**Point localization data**
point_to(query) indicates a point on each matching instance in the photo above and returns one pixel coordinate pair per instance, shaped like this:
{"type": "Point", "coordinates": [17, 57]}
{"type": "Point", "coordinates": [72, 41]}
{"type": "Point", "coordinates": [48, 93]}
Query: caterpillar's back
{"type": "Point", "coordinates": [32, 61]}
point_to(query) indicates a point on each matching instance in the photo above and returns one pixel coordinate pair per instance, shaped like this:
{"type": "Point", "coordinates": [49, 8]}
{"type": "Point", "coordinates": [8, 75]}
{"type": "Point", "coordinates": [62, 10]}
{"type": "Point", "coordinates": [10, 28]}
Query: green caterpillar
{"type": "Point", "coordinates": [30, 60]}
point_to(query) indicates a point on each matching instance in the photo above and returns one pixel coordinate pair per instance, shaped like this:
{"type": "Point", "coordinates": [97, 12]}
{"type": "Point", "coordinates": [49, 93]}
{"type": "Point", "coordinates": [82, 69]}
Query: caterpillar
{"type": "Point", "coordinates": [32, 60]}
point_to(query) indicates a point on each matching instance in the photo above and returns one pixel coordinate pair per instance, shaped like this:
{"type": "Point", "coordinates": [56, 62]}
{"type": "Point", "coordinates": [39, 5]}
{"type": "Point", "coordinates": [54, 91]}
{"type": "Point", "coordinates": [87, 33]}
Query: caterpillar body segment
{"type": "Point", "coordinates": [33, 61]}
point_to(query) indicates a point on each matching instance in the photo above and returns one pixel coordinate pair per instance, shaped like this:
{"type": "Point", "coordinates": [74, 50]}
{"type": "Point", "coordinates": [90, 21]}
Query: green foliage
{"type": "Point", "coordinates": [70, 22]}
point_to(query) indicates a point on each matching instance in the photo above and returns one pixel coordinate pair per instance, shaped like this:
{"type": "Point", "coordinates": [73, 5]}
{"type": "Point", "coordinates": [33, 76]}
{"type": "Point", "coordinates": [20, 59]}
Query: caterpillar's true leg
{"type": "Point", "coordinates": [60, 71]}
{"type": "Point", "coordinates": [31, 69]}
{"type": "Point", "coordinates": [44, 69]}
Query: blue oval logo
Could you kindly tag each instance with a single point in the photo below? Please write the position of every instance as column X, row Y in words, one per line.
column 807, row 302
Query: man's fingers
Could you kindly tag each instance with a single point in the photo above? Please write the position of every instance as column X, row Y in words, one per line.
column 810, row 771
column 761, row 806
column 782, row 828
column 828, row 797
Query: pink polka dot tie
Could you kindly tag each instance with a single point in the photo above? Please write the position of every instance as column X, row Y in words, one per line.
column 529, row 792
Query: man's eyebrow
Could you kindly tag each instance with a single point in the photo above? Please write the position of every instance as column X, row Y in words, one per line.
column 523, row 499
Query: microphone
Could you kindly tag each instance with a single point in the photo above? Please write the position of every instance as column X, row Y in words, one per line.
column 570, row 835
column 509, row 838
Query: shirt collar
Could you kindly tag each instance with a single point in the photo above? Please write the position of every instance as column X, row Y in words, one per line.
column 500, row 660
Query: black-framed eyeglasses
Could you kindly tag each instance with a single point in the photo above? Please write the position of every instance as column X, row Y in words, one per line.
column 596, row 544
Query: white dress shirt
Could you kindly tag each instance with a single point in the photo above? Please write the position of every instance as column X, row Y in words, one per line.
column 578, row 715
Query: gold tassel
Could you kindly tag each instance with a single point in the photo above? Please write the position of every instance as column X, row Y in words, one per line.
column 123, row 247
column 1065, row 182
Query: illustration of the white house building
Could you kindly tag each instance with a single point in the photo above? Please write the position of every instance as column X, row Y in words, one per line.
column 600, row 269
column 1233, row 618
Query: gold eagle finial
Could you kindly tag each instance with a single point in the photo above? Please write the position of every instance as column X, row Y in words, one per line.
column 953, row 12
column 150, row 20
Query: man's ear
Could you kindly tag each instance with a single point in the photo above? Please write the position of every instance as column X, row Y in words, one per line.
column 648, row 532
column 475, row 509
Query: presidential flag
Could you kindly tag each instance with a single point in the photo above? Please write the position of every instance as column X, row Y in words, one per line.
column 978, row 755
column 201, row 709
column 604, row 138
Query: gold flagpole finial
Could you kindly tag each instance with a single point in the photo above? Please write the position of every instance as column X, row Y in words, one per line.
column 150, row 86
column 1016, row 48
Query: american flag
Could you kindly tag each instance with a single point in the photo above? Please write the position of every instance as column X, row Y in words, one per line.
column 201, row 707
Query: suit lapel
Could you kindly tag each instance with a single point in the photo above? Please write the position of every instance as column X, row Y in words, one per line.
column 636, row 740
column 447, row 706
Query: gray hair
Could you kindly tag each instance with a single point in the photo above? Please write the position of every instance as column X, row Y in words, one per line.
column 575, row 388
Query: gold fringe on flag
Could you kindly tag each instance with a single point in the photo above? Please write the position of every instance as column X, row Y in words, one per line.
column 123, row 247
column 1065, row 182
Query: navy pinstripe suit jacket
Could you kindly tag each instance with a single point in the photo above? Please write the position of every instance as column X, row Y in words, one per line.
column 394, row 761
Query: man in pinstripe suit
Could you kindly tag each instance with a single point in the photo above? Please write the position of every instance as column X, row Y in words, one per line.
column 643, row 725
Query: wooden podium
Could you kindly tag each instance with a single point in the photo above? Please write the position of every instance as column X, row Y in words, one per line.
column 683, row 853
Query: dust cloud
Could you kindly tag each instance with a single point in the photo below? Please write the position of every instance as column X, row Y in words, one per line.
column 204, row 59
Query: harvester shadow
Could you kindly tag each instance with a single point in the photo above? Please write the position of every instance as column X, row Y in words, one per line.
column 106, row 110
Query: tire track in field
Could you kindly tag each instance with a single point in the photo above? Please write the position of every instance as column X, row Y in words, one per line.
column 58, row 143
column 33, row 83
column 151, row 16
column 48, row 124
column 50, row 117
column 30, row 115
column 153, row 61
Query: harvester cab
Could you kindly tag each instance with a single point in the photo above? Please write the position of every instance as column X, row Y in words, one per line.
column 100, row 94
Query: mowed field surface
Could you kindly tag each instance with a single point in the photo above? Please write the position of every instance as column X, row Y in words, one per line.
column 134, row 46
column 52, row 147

**PROBLEM TO WORK ON**
Word for word, repeat the records above.

**TASK ANSWER**
point_to(query) indicates a point on each matching instance in the photo above and returns one pixel coordinate pair per instance, shaped like this:
{"type": "Point", "coordinates": [17, 57]}
{"type": "Point", "coordinates": [72, 41]}
{"type": "Point", "coordinates": [48, 93]}
Query: caterpillar's back
{"type": "Point", "coordinates": [32, 61]}
point_to(query) indicates a point on each matching instance in the photo above and returns one pixel coordinate pair per instance, shaped like this:
{"type": "Point", "coordinates": [49, 8]}
{"type": "Point", "coordinates": [8, 75]}
{"type": "Point", "coordinates": [62, 10]}
{"type": "Point", "coordinates": [10, 28]}
Query: green caterpillar
{"type": "Point", "coordinates": [30, 60]}
point_to(query) indicates a point on each matching instance in the photo above and returns one pixel coordinate pair per instance, shaped like this:
{"type": "Point", "coordinates": [97, 12]}
{"type": "Point", "coordinates": [49, 93]}
{"type": "Point", "coordinates": [82, 69]}
Query: caterpillar
{"type": "Point", "coordinates": [32, 60]}
point_to(query) indicates a point on each matching instance in the photo above and returns one pixel coordinate pair per instance, shaped like this:
{"type": "Point", "coordinates": [56, 62]}
{"type": "Point", "coordinates": [39, 5]}
{"type": "Point", "coordinates": [54, 91]}
{"type": "Point", "coordinates": [87, 33]}
Query: caterpillar body segment
{"type": "Point", "coordinates": [33, 61]}
point_to(query) indicates a point on each matching instance in the photo above and returns one pixel coordinate pair per instance, shaped like this:
{"type": "Point", "coordinates": [74, 50]}
{"type": "Point", "coordinates": [90, 21]}
Query: green foliage
{"type": "Point", "coordinates": [70, 22]}
point_to(query) indicates a point on each matching instance in the photo above and returns one pixel coordinate pair per instance, shaped like this:
{"type": "Point", "coordinates": [73, 5]}
{"type": "Point", "coordinates": [33, 76]}
{"type": "Point", "coordinates": [20, 59]}
Query: caterpillar's true leg
{"type": "Point", "coordinates": [60, 71]}
{"type": "Point", "coordinates": [31, 69]}
{"type": "Point", "coordinates": [44, 69]}
Query: blue oval logo
Could you kindly tag each instance with a single point in the photo below? Please write the position of every instance as column X, row Y in words, one per line.
column 807, row 302
Query: man's fingers
Could you kindly tag each instance with a single point in the photo above? Please write the position of every instance as column X, row Y in words, one per line.
column 810, row 771
column 761, row 806
column 782, row 828
column 828, row 797
Query: pink polka dot tie
Could you kindly tag each instance with a single point in the photo above? Please write the position of every instance as column X, row Y in words, one per line.
column 529, row 792
Query: man's eyebrow
Could you kindly tag each instance with a single point in the photo above? Please write the position of every instance as column X, row Y in words, one per line.
column 523, row 499
Query: microphone
Could you kindly tag each instance with a single point in the photo above? Please write the position of every instance as column X, row Y in words, one per line.
column 570, row 835
column 509, row 838
Query: shirt collar
Could you kindly tag each instance with a single point in the photo above? Please write the position of every instance as column X, row Y in words, one per line.
column 500, row 660
Query: black-framed eyeglasses
Could you kindly tag each instance with a single point in the photo above? Please write the position of every instance as column X, row Y in words, one per line.
column 596, row 544
Query: white dress shirt
Could you kindly tag each instance with a single point in the photo above? Please write the position of every instance as column X, row Y in words, one per line.
column 578, row 715
Query: gold tassel
Could you kindly tag each instance with a single point in the photo above? Please write the position of every instance as column X, row Y in words, one per line.
column 123, row 247
column 1065, row 182
Query: illustration of the white house building
Could you kindly tag each instance with a single point in the photo above? Please write the position of every instance as column X, row Y in words, one per line.
column 600, row 269
column 1233, row 618
Query: gold eagle finial
Could you kindly tag each instance with a single point in the photo above? Please write the position of every instance as column X, row Y in words, one per line.
column 953, row 12
column 150, row 20
Query: man's ear
Could you kindly tag each instance with a single point in the photo above? Please write the position of every instance as column X, row Y in words, one per line.
column 648, row 532
column 475, row 509
Query: presidential flag
Could you kindly tag each instance with a single point in the photo above? Please write the position of every instance as column X, row Y in words, one per line.
column 978, row 755
column 201, row 709
column 604, row 138
Query: gold flagpole finial
Could you kindly tag each instance with a single point in the photo above? Please write the position of every instance as column X, row Y in words, one per line.
column 150, row 86
column 1016, row 48
Query: american flag
Could you kindly tag each instance with a single point in the photo above? Please write the position of every instance as column X, row Y in words, one per line.
column 201, row 707
Query: suit lapel
Could you kindly tag each instance with a single point in the photo above? Please write the position of every instance as column X, row Y in words, one per line.
column 636, row 740
column 447, row 706
Query: gray hair
Could you kindly tag each instance with a single point in the photo above? Please write the position of every instance as column X, row Y in words, one per line.
column 575, row 388
Query: gold fringe on flag
Could you kindly tag each instance with a single point in the photo above? Please write the position of every instance as column X, row Y in words, one per line.
column 123, row 247
column 1065, row 182
Query: navy pinstripe suit jacket
Could you kindly tag each instance with a single point in the photo above? Please write the position of every instance as column X, row Y in words, one per line.
column 394, row 761
Query: man in pinstripe suit
Could you kindly tag each instance with a single point in the photo above? Please write the position of every instance as column X, row Y in words, one per line.
column 643, row 725
Query: wooden podium
Could you kindly tag each instance with a single point in the photo above? Please write the position of every instance as column X, row Y in words, one per line.
column 683, row 853
Query: dust cloud
Could you kindly tag each instance with a single point in the photo below? Please write the position of every instance as column X, row Y in words, one per line.
column 204, row 59
Query: harvester shadow
Could you kindly tag each instance with a single point in the photo above? Please write the position of every instance as column X, row Y in words, one per line.
column 106, row 110
Query: tire track in field
Could you kindly tag each instance with a single point in the photo above? Please write the position of every instance as column X, row Y in words, one per line.
column 58, row 143
column 33, row 83
column 151, row 16
column 48, row 124
column 50, row 117
column 30, row 115
column 153, row 61
Query: harvester cab
Could you kindly tag each instance with a single point in the photo above? Please write the position of every instance as column X, row Y in words, one per line.
column 100, row 94
Query: mowed field surface
Could you kindly tag each instance with a single point in the photo above? Please write the position of every instance as column X, row Y in words, one per line.
column 134, row 46
column 52, row 147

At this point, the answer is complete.